• 阅读节选:
::::
1.先在hive配置文件中增加alluxio相关配置,然后再安装hive
修改配置文件 playbooks/hive/vars.yml:
#alluxio
alluxio_path: "/opt/alluxio-1.8.1"
alluxio_zookeeper_address: "192.168.6.12:2181,192.168.6.13:2181,192.168.6.14:2181"
# hive configration增加
hive_site_properties:
- {
"name":"fs.alluxio.impl",
"value":"alluxio.hadoop.FileSystem"
}
- {
"name":"hive.metastore.schema.verification",
"value":"false"
}
- {
"name":"alluxio.zookeeper.enabled",
"value":"true"
}
- {
"name":"alluxio.zookeeper.address",
"value":"{{ alluxio_zookeeper_address }}"
}
修改配置文件 roles/hive/templates/hive_env.sh:
export HIVE_AUX_JARS_PATH={{ alluxio_path }}/client/alluxio-1.8.1-client.jar:$HIVE_AUX_JARS_PATH
export CLASSPATH=$CLASSPATH.:$HIVE_HOME/lib:$HIVE_AUX_JARS_PATH
2.准备测试数据
https://grouplens.org/datasets/movielens/
bin/alluxio fs mkdir /ml-100k
bin/alluxio fs copyFromLocal /opt/ml-100k/u.user alluxio://192.168.6.12:19998/ml-100k
3.启动spark thriftserver
sbin/start-thriftserver.sh
4.使用beeline测试
beeline
!connect jdbc:hive2://192.168.6.12:10000/default
hadoop #username
hadoop #password
用hadoop连接成功后,先创建表再查询:
内部表
CREATE TABLE u_user (
userid INT,
age INT,
gender CHAR(1),
occupation STRING,
zipcode STRING)
ROW FORMAT DELIMITED
FIELDS TERMINATED BY '|'
LOCATION 'alluxio://192.168.6.12:19998/ml-100k';
查询:
select * from u_user limit 10;
统计查询:
select count(*) from u_user;
查看表结构、分组查询:
desc u_user;
select avg(age),gender from u_user group by gender;
select count(*),gender from u_user group by gender;
创建外部表
CREATE EXTERNAL TABLE u_user_e (
userid INT,
age INT,
gender CHAR(1),
occupation STRING,
zipcode STRING)
ROW FORMAT DELIMITED
FIELDS TERMINATED BY '|'
LOCATION 'alluxio://192.168.6.12:19998/ml-100k';
::::
• 小任务 A:
上面讲 Hive 接入 Alluxio 的节选中，hive_site_properties 下配置了哪些属性？请列出每一个属性名。
• 小任务 B:
把上面讲 Hive 接入 Alluxio 的节选里的这句话翻成英文："用hadoop连接成功后,先创建表再查询:"

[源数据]
::::
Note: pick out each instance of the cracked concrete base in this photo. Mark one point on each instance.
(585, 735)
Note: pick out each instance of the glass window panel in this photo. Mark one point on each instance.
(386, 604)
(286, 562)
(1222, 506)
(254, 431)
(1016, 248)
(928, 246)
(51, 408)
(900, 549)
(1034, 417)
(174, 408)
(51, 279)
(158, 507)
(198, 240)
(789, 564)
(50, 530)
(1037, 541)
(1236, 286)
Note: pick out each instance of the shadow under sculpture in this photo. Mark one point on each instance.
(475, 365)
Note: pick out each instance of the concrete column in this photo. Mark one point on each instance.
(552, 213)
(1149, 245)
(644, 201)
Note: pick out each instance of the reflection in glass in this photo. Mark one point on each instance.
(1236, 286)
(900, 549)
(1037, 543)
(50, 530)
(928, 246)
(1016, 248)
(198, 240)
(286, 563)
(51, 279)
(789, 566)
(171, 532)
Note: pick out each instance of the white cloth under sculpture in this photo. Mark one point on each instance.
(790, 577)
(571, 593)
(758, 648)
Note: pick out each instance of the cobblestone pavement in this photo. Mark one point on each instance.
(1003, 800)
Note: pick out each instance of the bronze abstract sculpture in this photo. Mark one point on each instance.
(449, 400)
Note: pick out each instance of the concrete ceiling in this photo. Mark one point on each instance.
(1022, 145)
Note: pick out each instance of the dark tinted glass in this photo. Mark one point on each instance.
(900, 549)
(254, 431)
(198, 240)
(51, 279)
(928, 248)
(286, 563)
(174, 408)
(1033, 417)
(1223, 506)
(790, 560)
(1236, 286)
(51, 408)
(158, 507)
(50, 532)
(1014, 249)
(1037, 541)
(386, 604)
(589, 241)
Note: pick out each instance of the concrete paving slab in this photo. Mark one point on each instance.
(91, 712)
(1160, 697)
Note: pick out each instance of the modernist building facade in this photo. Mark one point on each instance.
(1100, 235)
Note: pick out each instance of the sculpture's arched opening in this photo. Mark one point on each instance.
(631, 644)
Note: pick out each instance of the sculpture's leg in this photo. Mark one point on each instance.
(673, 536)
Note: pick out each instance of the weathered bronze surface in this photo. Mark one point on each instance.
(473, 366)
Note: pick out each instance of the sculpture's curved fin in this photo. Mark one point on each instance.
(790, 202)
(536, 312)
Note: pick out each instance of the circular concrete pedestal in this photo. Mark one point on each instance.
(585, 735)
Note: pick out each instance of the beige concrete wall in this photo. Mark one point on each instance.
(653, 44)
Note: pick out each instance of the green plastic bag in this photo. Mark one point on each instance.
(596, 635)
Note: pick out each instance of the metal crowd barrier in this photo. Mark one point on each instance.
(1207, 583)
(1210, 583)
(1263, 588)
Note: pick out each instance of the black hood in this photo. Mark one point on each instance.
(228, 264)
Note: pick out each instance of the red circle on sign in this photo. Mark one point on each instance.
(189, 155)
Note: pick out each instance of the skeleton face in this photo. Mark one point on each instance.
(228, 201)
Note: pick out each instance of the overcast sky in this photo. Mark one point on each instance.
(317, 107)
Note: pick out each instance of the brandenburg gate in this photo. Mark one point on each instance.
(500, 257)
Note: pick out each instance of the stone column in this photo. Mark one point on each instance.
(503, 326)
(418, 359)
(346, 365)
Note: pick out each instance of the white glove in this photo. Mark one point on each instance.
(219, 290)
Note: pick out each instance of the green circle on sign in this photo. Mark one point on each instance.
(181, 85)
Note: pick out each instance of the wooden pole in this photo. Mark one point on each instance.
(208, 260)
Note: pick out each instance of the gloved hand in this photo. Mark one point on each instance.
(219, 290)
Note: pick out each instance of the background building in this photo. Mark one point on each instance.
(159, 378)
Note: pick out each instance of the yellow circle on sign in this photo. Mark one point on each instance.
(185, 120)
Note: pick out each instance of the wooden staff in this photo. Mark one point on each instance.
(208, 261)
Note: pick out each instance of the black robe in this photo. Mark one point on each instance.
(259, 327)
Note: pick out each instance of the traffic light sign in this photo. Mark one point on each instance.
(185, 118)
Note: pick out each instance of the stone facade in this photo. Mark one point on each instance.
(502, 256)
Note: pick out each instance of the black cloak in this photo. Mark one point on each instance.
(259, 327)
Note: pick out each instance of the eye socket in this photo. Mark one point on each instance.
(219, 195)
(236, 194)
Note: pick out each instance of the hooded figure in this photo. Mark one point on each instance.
::::
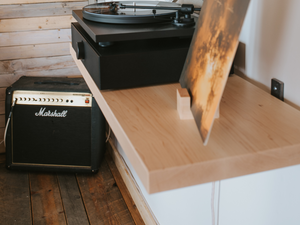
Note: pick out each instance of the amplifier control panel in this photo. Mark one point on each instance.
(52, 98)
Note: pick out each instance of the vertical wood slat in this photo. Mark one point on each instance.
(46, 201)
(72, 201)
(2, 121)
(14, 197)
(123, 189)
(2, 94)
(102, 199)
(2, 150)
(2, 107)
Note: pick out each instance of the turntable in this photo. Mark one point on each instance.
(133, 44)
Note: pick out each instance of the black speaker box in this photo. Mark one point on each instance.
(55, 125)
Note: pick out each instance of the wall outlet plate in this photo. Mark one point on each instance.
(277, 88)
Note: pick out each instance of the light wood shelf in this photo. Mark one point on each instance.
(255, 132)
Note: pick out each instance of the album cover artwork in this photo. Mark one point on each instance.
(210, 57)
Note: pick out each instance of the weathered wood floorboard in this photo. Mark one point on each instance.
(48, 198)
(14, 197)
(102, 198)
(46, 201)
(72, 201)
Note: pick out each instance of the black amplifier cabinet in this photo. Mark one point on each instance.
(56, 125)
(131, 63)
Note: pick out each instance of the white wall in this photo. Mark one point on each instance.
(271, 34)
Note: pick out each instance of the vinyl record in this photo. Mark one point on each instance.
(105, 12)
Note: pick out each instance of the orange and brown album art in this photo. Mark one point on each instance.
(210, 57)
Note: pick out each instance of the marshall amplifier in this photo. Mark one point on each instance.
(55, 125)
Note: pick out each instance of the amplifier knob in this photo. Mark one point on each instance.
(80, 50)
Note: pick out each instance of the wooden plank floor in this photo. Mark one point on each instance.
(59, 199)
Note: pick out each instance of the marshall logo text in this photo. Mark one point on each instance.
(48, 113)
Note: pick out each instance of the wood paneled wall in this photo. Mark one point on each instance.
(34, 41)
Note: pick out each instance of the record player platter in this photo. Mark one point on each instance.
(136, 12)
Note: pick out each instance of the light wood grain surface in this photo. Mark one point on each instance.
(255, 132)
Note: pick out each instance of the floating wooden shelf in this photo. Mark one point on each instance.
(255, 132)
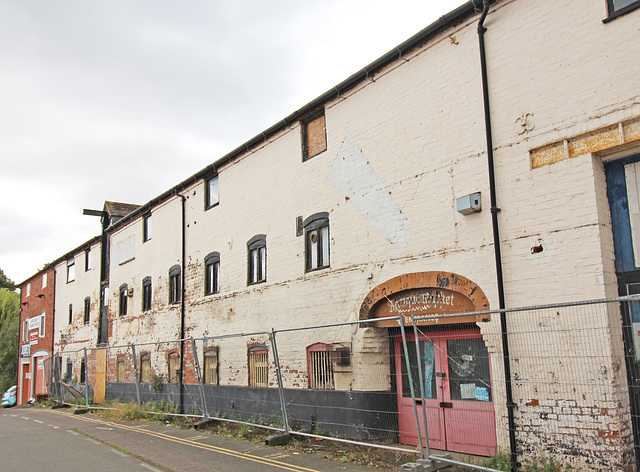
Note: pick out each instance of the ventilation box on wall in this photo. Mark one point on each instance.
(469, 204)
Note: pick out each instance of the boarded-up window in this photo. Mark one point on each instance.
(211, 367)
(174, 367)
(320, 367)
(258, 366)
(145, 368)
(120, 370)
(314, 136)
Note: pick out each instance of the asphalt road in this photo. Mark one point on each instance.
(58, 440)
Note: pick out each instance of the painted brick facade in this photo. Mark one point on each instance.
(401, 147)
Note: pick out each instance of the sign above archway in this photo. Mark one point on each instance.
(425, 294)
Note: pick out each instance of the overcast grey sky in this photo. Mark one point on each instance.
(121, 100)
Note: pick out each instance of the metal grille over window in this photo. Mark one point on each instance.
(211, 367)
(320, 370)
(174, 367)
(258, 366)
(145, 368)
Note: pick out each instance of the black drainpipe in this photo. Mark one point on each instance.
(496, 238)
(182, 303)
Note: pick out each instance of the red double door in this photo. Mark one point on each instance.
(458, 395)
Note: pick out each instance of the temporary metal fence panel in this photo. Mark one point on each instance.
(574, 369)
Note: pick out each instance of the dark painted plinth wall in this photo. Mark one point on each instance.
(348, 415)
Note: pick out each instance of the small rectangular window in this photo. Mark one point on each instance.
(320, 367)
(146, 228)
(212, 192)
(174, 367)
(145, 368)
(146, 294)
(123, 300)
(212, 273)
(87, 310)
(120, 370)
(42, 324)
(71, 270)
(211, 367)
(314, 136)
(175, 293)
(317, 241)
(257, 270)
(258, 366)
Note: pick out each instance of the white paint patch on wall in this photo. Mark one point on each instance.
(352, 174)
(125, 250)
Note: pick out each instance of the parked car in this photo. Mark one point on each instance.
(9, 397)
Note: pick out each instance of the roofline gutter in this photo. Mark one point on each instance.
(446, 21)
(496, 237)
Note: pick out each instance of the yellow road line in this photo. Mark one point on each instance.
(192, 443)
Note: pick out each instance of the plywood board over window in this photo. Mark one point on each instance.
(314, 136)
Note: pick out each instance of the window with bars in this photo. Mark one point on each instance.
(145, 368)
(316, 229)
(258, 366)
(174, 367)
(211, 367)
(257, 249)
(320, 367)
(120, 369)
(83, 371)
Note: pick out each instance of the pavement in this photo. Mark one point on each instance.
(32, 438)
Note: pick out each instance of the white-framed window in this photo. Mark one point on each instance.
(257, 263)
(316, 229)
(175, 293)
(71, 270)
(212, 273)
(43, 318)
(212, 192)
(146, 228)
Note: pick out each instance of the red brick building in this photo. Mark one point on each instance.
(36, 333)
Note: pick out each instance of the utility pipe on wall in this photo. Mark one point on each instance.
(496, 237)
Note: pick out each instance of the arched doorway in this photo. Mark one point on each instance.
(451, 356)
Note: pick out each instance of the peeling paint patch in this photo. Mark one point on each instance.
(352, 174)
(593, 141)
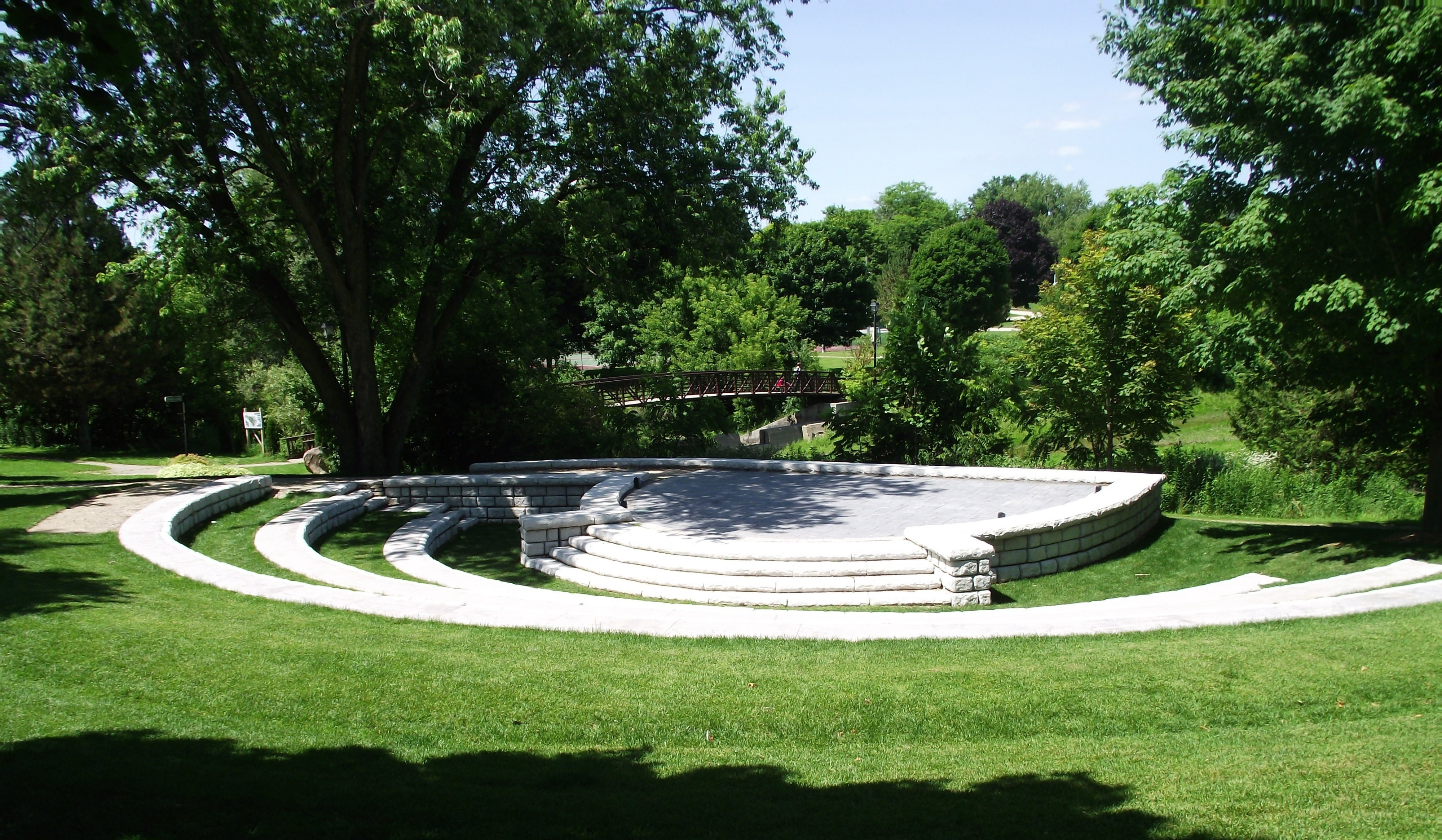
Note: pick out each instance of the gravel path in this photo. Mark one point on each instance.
::::
• 参考答案 A:
fs.alluxio.impl
hive.metastore.schema.verification
alluxio.zookeeper.enabled
alluxio.zookeeper.address

• 参考答案 B:
After successfully connecting as hadoop, first create the table and then query it: